What if you had the ability to ruin the life of your greatest enemy? Imagine taking all the aggression and resentment over this person you had bottled up within for years and passed it directly onto them. It would be a quick and convenient process, too. Just follow a few steps and, in a snap, everything they had to live for is gone. The best part would be that they would never find out that their ultimate destruction was all by your hand. Knowing that you were the culprit would be satisfying enough.
So, would you accept the chance to inflict pain on the one person who hurt you the most, even if it was your own mother?
For nearly 20 years, “David” felt like a prisoner in his house, his mother, “Freya,” being the warden. She was not the kind of warden who was staunch to maintain civility and protect her inmates. She was more like the crooked cell block guard who would beat an inmate with a nightstick before sending them to a month in solitary just because they looked at her weird. That is barely an exaggeration.
David was one of five siblings, with one older sister and three younger sisters. All of them came from different fathers, most likely due to their Freya’s difficulty keeping a relationship. The eldest daughter, Liz, was removed from Freya’s custody and sent to live with her father just a few months after she was born. Freya lost custody of Liz after she tried to stab the father… while he was holding Liz.
Just a few years after David was born, his own father went to prison. Now a single mother struggling on her own, Freya led a stressful existence. All she needed was something to take out her aggression on. She chose her son.

Dataset content -
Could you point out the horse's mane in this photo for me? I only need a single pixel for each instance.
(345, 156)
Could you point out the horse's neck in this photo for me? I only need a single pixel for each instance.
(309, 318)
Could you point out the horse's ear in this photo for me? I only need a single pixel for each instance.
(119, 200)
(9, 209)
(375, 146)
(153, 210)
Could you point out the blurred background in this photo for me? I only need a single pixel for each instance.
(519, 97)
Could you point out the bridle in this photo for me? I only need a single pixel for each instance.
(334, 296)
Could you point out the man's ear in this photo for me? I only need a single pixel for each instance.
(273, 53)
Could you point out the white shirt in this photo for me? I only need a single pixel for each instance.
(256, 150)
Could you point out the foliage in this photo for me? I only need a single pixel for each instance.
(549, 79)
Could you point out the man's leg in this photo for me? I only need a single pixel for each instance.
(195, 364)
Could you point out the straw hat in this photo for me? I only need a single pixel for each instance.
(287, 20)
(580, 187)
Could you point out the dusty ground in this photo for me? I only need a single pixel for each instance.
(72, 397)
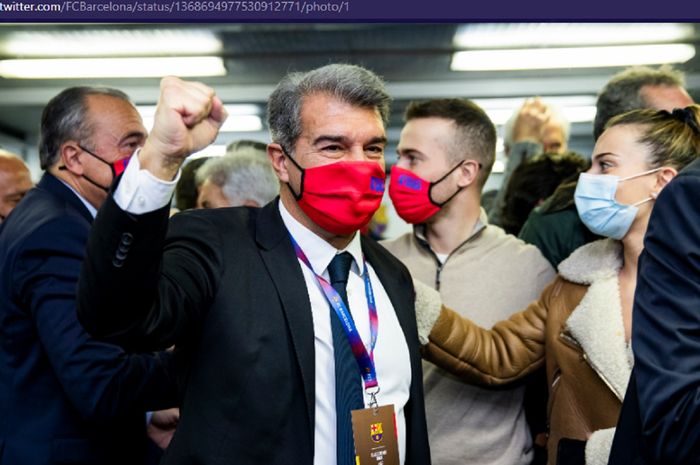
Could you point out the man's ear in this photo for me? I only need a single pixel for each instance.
(279, 161)
(69, 158)
(663, 177)
(468, 173)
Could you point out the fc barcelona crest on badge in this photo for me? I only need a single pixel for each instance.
(376, 432)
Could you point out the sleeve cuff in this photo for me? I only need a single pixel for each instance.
(428, 306)
(140, 192)
(598, 446)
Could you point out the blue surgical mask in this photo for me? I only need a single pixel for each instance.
(597, 207)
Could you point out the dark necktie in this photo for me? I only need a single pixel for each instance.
(348, 386)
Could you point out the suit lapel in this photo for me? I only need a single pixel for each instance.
(282, 264)
(54, 186)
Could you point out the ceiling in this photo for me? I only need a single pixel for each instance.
(414, 59)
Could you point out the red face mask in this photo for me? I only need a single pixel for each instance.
(411, 197)
(341, 197)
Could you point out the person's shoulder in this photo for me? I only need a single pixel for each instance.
(399, 245)
(496, 239)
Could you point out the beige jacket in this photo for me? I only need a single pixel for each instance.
(490, 276)
(576, 325)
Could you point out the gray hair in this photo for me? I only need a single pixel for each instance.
(240, 144)
(240, 177)
(350, 83)
(622, 93)
(556, 115)
(64, 118)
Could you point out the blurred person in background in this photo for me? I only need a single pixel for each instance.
(582, 323)
(534, 128)
(555, 227)
(237, 179)
(534, 181)
(15, 182)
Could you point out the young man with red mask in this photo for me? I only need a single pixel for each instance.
(446, 152)
(254, 298)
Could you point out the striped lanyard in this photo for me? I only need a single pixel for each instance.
(365, 361)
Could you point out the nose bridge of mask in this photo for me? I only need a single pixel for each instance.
(442, 178)
(639, 175)
(602, 186)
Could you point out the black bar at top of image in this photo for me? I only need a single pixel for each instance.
(344, 10)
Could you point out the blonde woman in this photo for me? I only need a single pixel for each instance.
(581, 325)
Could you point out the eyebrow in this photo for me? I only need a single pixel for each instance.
(602, 154)
(132, 134)
(346, 140)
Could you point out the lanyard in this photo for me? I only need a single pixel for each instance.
(365, 361)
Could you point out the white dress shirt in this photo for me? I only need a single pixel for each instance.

Stated problem -
Please carry on the account of David and his mother, Freya, from its last sentence. The records were taken from a different source than the text.

Task output -
The abuse lasted from when David was 4 until he turned 17 and was not limited to just a slap or two on the wrist. David was his mother’s personal punching bag on a daily basis. She would frequently kick him down the stairs, lash out at him with an extension cord, or strike him a baseball bat (or whatever else she could use) until he was unconscious and bloody. She would often cite things such as her own room being messy as a reason for her actions. Once, she put a knife to his neck and had to be forced off of him by boyfriend of hers, who split shortly after. When she wasn’t in the mood to punish David physically, she would berate him verbally by calling him worthless, going off about how she couldn’t stand him, or comparing him to his convict father.
Ironically, David could almost say that he knew what it felt like to be in his father’s position, considering his mother never gave him much freedom of his own. A locked deadbolt on the front door prevented him from leaving the house. He tried every way to escape he could, including calling the police on her twice. It never amounted to anything. They always believed her. There was not much use in him trying to defend himself physically, either. He was a very skinny kid, even into his teens, while she was very large in stature and strong. David was never a violent person, anyway. He could never bring himself to raise a hand to his mother or stoop down to her level to take it out on anyone else, even later on.
David had other ways of coping, such as peeing in Freya’s iced tea, rubbing her forks and spoons between his butt cheeks before he served her dinner, or ignoring her screams for help during the time she suffered from kidney stones. By the time he was in high school, he turned to the bottle. That was not even enough to make him happy. He only felt resentment. His personality would adopt a coldness that poured into his college career. He actually found solace in his two-year college, earning a 3.7 GPA during his first semester and the admiration of his professors, only to come home to a mother who wanted nothing to do with him.
Despite promising him a place to live until he was done with school, he came home one night to Freya loudly asking him when he would move out. That coldness he had adopted allowed him to quietly tolerate her berating, letting his own anger slowly bottle up, but he still managed to keep it locked inside. But that was not what Freya told the police when she called them on David. She told them he was the one threatening her with violence and that she feared for her and her younger children’s lives. Wherever she got that idea from, David had no idea, considering he had been the one in fear of his life for the past 15 years. He decided to give her what she wanted. He was going to move out. Now.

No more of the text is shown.